═══ Entries provided

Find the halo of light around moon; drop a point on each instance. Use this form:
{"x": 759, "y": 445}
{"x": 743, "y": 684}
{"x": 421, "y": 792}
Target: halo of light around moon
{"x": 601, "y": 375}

══════
═══ Entries provided

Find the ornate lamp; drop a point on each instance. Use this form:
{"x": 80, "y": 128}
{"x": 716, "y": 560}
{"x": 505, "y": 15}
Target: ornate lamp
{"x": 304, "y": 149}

══════
═══ Entries provided

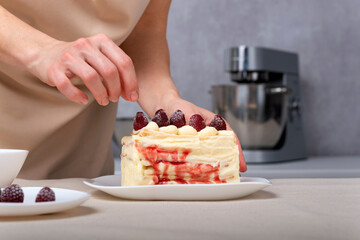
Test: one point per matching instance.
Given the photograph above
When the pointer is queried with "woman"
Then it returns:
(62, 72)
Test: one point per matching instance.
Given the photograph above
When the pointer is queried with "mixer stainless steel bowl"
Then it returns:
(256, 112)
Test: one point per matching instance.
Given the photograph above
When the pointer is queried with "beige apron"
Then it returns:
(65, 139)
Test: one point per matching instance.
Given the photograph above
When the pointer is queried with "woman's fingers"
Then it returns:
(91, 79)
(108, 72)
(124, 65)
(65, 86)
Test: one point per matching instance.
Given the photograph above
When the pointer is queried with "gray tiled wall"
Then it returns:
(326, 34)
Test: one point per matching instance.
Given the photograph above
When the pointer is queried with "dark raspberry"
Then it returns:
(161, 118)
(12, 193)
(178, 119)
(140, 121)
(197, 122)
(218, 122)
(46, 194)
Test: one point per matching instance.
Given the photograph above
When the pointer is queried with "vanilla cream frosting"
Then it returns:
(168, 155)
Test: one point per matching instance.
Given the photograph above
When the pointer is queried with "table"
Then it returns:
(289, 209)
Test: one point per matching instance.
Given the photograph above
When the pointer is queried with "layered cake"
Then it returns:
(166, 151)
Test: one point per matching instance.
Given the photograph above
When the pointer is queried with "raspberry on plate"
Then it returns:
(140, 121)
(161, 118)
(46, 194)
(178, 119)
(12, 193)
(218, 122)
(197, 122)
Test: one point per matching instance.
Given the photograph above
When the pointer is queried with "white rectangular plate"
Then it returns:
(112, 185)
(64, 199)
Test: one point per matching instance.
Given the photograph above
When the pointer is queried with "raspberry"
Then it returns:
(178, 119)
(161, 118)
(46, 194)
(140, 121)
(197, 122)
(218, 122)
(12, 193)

══════

Written instruction. Gather every line in the material above that contains the word "ornate", and copy each one out. Match case exactly.

Exercise solution.
Find the ornate lamp; drop a point on each instance. Use this form:
Target: ornate lamp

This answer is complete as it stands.